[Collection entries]
┌──
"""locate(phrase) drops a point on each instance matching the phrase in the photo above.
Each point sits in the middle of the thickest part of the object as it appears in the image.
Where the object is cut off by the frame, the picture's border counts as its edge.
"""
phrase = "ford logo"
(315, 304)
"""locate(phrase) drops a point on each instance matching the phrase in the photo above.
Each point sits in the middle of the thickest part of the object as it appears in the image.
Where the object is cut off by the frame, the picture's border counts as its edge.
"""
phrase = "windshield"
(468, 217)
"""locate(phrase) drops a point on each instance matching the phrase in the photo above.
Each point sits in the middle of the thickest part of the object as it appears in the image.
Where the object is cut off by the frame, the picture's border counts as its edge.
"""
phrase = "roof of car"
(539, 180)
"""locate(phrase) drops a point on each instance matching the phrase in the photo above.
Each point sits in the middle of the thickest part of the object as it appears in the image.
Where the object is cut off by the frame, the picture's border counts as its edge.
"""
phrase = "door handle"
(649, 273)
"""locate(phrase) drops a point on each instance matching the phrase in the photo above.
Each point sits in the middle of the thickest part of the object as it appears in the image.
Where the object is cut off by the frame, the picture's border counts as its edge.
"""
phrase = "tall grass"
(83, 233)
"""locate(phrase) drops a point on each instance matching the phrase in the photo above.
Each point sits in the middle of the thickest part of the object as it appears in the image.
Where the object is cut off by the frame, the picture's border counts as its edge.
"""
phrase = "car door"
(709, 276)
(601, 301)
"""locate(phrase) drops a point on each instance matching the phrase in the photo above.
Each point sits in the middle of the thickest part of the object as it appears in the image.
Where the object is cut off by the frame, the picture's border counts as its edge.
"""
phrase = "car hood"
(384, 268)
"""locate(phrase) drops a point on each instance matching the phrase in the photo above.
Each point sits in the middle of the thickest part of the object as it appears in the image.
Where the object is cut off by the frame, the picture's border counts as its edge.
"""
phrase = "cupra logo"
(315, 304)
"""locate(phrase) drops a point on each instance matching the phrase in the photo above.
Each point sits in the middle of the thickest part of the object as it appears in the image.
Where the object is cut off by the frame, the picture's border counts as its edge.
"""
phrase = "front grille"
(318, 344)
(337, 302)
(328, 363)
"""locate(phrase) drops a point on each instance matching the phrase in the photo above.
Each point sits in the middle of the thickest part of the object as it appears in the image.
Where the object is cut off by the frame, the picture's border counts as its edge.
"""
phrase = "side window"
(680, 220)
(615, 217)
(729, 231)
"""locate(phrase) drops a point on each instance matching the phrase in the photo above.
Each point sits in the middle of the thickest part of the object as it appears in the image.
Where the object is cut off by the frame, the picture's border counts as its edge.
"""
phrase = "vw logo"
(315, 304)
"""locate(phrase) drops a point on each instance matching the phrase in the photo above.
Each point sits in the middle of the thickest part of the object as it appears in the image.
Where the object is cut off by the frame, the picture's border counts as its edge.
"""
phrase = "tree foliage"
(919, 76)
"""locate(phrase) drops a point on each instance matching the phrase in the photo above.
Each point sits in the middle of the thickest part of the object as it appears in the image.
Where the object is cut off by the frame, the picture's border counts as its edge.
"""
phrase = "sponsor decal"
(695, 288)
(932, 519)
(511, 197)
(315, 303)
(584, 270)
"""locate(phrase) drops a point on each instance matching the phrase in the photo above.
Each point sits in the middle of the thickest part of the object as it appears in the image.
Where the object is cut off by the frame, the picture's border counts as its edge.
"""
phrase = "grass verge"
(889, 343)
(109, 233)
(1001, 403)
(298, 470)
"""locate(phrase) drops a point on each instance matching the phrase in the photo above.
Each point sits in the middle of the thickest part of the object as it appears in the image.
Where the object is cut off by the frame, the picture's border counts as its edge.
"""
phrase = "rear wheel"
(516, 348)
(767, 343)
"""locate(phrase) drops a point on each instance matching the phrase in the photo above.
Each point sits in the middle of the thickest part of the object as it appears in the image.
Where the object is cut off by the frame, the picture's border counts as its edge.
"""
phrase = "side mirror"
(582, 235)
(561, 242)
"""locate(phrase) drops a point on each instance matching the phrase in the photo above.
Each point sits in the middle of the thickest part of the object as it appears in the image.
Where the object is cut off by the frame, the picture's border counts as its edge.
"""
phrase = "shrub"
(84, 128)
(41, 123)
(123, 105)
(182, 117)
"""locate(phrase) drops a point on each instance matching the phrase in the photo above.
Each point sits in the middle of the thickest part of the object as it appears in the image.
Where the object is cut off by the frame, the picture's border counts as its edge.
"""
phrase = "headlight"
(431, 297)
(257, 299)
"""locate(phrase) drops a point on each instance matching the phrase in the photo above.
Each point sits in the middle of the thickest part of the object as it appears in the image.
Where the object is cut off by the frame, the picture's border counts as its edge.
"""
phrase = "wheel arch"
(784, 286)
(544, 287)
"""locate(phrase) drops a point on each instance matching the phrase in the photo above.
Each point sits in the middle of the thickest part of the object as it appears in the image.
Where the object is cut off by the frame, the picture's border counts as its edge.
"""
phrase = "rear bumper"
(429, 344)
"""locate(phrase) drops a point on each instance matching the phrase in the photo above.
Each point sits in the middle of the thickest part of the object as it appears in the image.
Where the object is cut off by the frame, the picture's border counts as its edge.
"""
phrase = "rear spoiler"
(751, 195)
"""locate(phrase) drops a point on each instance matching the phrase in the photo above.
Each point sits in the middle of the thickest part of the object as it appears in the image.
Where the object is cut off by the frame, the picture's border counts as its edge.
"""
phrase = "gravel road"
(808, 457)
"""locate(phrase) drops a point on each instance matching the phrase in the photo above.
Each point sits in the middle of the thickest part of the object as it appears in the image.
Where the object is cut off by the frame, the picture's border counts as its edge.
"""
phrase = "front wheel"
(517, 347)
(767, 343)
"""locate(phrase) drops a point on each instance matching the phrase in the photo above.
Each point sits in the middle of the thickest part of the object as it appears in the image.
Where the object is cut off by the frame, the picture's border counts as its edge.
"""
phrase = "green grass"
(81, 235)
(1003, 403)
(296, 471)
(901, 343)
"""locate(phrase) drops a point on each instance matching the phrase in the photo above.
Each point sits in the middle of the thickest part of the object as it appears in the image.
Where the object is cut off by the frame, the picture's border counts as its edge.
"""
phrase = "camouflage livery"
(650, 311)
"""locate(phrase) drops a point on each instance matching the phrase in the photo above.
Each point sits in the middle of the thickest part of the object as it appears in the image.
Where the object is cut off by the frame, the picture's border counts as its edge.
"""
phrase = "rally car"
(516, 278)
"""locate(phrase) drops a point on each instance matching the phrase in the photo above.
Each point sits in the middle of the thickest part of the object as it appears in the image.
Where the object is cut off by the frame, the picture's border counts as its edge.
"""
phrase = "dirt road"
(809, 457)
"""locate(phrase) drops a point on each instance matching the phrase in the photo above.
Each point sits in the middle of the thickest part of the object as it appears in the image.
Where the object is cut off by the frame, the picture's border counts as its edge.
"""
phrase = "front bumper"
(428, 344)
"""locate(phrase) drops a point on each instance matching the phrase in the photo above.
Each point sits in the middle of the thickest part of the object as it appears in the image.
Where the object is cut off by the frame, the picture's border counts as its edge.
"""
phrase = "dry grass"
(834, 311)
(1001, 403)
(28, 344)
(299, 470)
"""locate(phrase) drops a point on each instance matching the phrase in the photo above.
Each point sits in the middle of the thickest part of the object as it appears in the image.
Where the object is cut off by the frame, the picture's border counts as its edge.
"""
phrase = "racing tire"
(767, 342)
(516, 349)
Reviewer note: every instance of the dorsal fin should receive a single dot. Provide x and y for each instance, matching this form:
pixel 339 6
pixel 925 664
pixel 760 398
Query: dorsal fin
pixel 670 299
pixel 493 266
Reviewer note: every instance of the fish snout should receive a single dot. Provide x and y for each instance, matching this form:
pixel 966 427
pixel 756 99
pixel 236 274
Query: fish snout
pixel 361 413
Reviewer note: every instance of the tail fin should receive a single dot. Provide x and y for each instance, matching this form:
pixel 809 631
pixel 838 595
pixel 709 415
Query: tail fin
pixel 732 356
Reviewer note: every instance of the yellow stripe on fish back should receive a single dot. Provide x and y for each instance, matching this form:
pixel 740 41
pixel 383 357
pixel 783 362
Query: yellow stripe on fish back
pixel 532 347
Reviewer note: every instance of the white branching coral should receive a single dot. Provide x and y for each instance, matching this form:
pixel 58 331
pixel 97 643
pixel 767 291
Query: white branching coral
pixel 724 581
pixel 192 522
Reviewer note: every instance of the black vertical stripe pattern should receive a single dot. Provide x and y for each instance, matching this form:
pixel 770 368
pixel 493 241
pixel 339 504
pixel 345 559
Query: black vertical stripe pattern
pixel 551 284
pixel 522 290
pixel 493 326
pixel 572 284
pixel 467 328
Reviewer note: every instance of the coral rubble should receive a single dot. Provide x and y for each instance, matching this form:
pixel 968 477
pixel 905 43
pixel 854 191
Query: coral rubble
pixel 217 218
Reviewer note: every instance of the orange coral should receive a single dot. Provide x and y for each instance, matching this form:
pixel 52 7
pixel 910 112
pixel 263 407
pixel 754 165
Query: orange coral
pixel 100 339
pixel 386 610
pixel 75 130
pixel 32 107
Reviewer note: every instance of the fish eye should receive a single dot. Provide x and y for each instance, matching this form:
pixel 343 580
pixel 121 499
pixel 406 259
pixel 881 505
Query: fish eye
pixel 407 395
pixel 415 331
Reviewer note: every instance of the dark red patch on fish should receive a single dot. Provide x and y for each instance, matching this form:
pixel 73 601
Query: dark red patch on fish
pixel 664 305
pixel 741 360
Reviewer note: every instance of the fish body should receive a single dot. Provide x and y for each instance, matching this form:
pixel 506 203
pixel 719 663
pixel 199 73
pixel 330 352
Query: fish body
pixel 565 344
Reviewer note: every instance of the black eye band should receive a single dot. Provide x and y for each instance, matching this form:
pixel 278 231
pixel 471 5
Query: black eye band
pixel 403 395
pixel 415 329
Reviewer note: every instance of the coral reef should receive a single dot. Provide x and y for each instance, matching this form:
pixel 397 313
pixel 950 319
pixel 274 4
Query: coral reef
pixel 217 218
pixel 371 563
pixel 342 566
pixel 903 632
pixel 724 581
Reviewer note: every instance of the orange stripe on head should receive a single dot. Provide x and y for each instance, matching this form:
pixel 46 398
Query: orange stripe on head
└──
**Task details**
The line with "pixel 493 241" and all the lines after it in the records above are to be output exactly, with nothing added.

**Written response**
pixel 493 241
pixel 339 504
pixel 345 559
Query: black vertical stripe pattern
pixel 551 284
pixel 522 290
pixel 493 326
pixel 572 284
pixel 467 328
Reviewer note: every instance of the coral rubble should receive a single dot. Provide x and y for each instance, matching this form:
pixel 968 477
pixel 905 43
pixel 854 191
Query: coral rubble
pixel 217 218
Reviewer note: every instance of the orange coral should receive a single dot. Provide x and y for each instance, matching this form:
pixel 52 7
pixel 910 112
pixel 263 407
pixel 754 165
Query: orange coral
pixel 100 339
pixel 386 610
pixel 75 130
pixel 32 107
Reviewer note: every instance of the fish eye should receive a single dot. Provide x and y for each instance, matching this form:
pixel 343 580
pixel 121 499
pixel 406 259
pixel 881 505
Query: fish eye
pixel 407 395
pixel 415 331
Reviewer note: every instance of the dark red patch on fish should receive a single dot. Provide x and y for each instance, matching this form:
pixel 73 601
Query: dark red patch on fish
pixel 664 305
pixel 741 360
Reviewer note: every instance of the fish body should receive a single dot. Provide x and y for each instance, matching this form:
pixel 506 203
pixel 719 663
pixel 199 73
pixel 330 352
Query: fish body
pixel 565 344
Reviewer note: every instance of the black eye band should receive a single dot. Provide x and y for each instance, matching this form:
pixel 278 231
pixel 471 5
Query: black eye band
pixel 403 395
pixel 415 329
Reviewer note: every instance of the coral reef should receive a single dot. Provide x and y for each instance, matching this form:
pixel 397 313
pixel 950 319
pixel 274 4
Query: coral reef
pixel 217 218
pixel 371 563
pixel 342 566
pixel 903 632
pixel 724 581
Reviewer note: every instance of the orange stripe on head should receive a single dot. Provide x and y for each instance, matching this form:
pixel 46 398
Query: orange stripe on head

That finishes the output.